- [Supplied data]:

═══

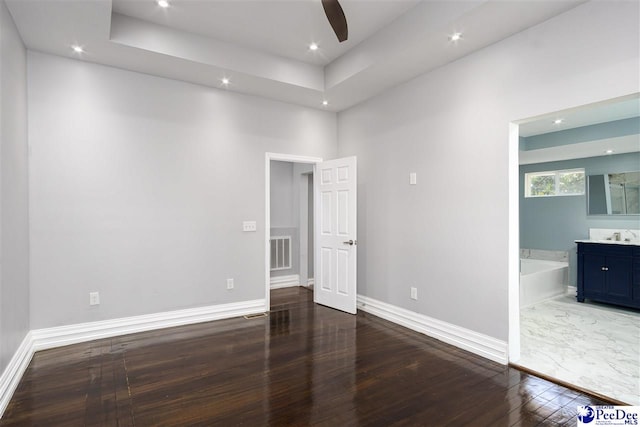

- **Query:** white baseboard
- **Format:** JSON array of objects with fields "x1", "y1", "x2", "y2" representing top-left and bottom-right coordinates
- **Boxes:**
[
  {"x1": 357, "y1": 295, "x2": 509, "y2": 365},
  {"x1": 31, "y1": 299, "x2": 265, "y2": 351},
  {"x1": 269, "y1": 274, "x2": 300, "y2": 289},
  {"x1": 0, "y1": 332, "x2": 33, "y2": 418},
  {"x1": 0, "y1": 299, "x2": 265, "y2": 418}
]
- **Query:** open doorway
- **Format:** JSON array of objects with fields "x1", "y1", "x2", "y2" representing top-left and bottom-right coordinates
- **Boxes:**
[
  {"x1": 265, "y1": 153, "x2": 322, "y2": 311},
  {"x1": 509, "y1": 94, "x2": 640, "y2": 405},
  {"x1": 269, "y1": 160, "x2": 313, "y2": 289}
]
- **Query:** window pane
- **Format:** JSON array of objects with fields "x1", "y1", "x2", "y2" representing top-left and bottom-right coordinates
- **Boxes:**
[
  {"x1": 558, "y1": 171, "x2": 584, "y2": 194},
  {"x1": 529, "y1": 175, "x2": 556, "y2": 196}
]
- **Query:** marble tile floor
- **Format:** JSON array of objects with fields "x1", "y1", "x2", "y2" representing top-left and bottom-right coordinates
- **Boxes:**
[{"x1": 516, "y1": 295, "x2": 640, "y2": 405}]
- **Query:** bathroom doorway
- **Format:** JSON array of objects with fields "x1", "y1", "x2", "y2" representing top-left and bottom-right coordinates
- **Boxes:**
[{"x1": 509, "y1": 94, "x2": 640, "y2": 405}]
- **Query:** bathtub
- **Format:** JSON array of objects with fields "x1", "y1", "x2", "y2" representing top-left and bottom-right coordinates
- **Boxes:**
[{"x1": 520, "y1": 258, "x2": 569, "y2": 307}]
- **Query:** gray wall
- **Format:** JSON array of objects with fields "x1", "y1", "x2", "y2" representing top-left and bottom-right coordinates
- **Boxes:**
[
  {"x1": 520, "y1": 153, "x2": 640, "y2": 286},
  {"x1": 28, "y1": 52, "x2": 337, "y2": 329},
  {"x1": 0, "y1": 1, "x2": 29, "y2": 374},
  {"x1": 338, "y1": 1, "x2": 640, "y2": 340}
]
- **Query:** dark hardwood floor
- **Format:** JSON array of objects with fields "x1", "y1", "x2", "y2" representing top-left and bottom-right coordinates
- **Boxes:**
[{"x1": 0, "y1": 288, "x2": 606, "y2": 427}]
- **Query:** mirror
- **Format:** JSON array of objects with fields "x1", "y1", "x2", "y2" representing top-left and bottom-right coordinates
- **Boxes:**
[{"x1": 587, "y1": 172, "x2": 640, "y2": 215}]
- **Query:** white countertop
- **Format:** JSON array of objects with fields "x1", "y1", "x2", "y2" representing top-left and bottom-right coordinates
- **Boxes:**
[{"x1": 574, "y1": 239, "x2": 640, "y2": 246}]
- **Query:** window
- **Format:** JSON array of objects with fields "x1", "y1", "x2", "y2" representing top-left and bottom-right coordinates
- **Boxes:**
[
  {"x1": 524, "y1": 169, "x2": 584, "y2": 197},
  {"x1": 271, "y1": 236, "x2": 291, "y2": 271}
]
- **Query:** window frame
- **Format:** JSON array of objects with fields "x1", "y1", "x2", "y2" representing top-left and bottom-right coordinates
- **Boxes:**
[{"x1": 524, "y1": 168, "x2": 587, "y2": 199}]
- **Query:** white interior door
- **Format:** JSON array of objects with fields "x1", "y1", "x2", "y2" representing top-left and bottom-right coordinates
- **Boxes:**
[{"x1": 313, "y1": 157, "x2": 358, "y2": 314}]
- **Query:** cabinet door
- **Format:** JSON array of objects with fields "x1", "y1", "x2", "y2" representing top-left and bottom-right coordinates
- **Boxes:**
[
  {"x1": 583, "y1": 254, "x2": 606, "y2": 298},
  {"x1": 606, "y1": 256, "x2": 633, "y2": 300}
]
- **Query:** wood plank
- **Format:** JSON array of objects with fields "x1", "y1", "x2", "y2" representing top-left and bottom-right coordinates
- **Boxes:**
[{"x1": 0, "y1": 288, "x2": 610, "y2": 426}]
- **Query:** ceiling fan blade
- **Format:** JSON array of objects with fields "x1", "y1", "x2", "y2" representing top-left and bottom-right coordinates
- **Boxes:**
[{"x1": 322, "y1": 0, "x2": 349, "y2": 43}]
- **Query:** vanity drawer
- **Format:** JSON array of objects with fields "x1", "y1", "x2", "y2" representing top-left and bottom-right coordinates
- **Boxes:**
[{"x1": 578, "y1": 243, "x2": 640, "y2": 257}]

═══

- [Set problem]:
Reproduce the lines above, substituting "entryway" for every occurrence of "doorway" and leaving everything else unchanged. Omit the pictures from your reproduction.

- [Solution below]:
- **Query:** white baseboard
- **Format:** JSON array of objects with fields "x1", "y1", "x2", "y2" representing top-left and bottom-right coordinates
- **Boxes:**
[
  {"x1": 357, "y1": 295, "x2": 509, "y2": 365},
  {"x1": 31, "y1": 299, "x2": 265, "y2": 351},
  {"x1": 269, "y1": 274, "x2": 300, "y2": 289},
  {"x1": 0, "y1": 332, "x2": 33, "y2": 418},
  {"x1": 0, "y1": 299, "x2": 265, "y2": 418}
]
- **Query:** open entryway
- **Format:** JSON array of objects with fields "x1", "y1", "x2", "y2" representing top-left and bottom-right coordinates
- **Boxes:**
[
  {"x1": 265, "y1": 153, "x2": 322, "y2": 311},
  {"x1": 509, "y1": 94, "x2": 640, "y2": 405},
  {"x1": 269, "y1": 160, "x2": 313, "y2": 289}
]
- **Query:** window pane
- **Format:** JSON array of objects with fields "x1", "y1", "x2", "y2" representing top-left and bottom-right coordinates
- **Boxes:**
[
  {"x1": 558, "y1": 171, "x2": 584, "y2": 194},
  {"x1": 529, "y1": 175, "x2": 556, "y2": 196}
]
- **Query:** marble tile floor
- **Format:** JSON array of objects with fields "x1", "y1", "x2", "y2" representing top-left and bottom-right coordinates
- **Boxes:**
[{"x1": 516, "y1": 295, "x2": 640, "y2": 405}]
- **Query:** bathroom entryway
- **Format:** JSON array of objects with fields "x1", "y1", "x2", "y2" representing top-left and bottom-right coordinates
- **Boxes:**
[{"x1": 509, "y1": 94, "x2": 640, "y2": 405}]
- **Query:** bathtub
- **Format:** JSON array of objects with fields "x1", "y1", "x2", "y2" representing top-left and bottom-right coordinates
- **Boxes:**
[{"x1": 520, "y1": 258, "x2": 569, "y2": 307}]
- **Query:** gray wall
- **Format:** JSON array of objects with fields "x1", "y1", "x2", "y2" representing top-left and bottom-right coordinates
- **Boxes:**
[
  {"x1": 520, "y1": 153, "x2": 640, "y2": 286},
  {"x1": 28, "y1": 52, "x2": 337, "y2": 329},
  {"x1": 0, "y1": 1, "x2": 29, "y2": 374},
  {"x1": 338, "y1": 1, "x2": 640, "y2": 340}
]
- **Query:** dark hardwood floor
- **Format:** JSON array of objects with fields "x1", "y1", "x2", "y2" representing top-left and bottom-right coordinates
- **Boxes:**
[{"x1": 0, "y1": 288, "x2": 606, "y2": 427}]
- **Query:** mirror
- **Format:** JSON array of objects with fields "x1", "y1", "x2", "y2" representing top-left and bottom-right coordinates
- **Boxes:**
[{"x1": 587, "y1": 172, "x2": 640, "y2": 215}]
- **Query:** white countertop
- **Format:** JSON array of objects with fields "x1", "y1", "x2", "y2" representing top-left and bottom-right coordinates
- **Boxes:**
[{"x1": 574, "y1": 239, "x2": 640, "y2": 246}]
- **Query:** window
- **Format:** JSON array of objects with fields "x1", "y1", "x2", "y2" representing top-left and bottom-right coordinates
- **Boxes:**
[
  {"x1": 524, "y1": 169, "x2": 584, "y2": 197},
  {"x1": 271, "y1": 236, "x2": 291, "y2": 271}
]
- **Query:** window frame
- **Format:** JSON array of objects with fields "x1", "y1", "x2", "y2" representing top-left and bottom-right coordinates
- **Boxes:**
[{"x1": 524, "y1": 168, "x2": 587, "y2": 199}]
- **Query:** white interior door
- **Format:** JSON array of objects with fields "x1", "y1", "x2", "y2" representing top-left and bottom-right coordinates
- **Boxes:**
[{"x1": 313, "y1": 157, "x2": 358, "y2": 314}]
- **Query:** cabinet door
- **Format:** JSON array of objects with fields "x1", "y1", "x2", "y2" representing top-left and bottom-right coordinates
- **Boxes:**
[
  {"x1": 583, "y1": 254, "x2": 606, "y2": 298},
  {"x1": 606, "y1": 256, "x2": 633, "y2": 300}
]
- **Query:** wood plank
- **Format:** JSON array of objects with fields "x1", "y1", "x2", "y2" representing top-left and bottom-right coordinates
- **Boxes:**
[{"x1": 0, "y1": 288, "x2": 610, "y2": 426}]
- **Query:** ceiling fan blade
- **Format:** JSON array of objects with fields "x1", "y1", "x2", "y2" representing top-left and bottom-right coordinates
- **Boxes:**
[{"x1": 322, "y1": 0, "x2": 349, "y2": 43}]
- **Query:** vanity drawer
- **Format:** JSON array of objects with fields "x1", "y1", "x2", "y2" representing top-left and bottom-right coordinates
- **Boxes:**
[{"x1": 578, "y1": 243, "x2": 640, "y2": 257}]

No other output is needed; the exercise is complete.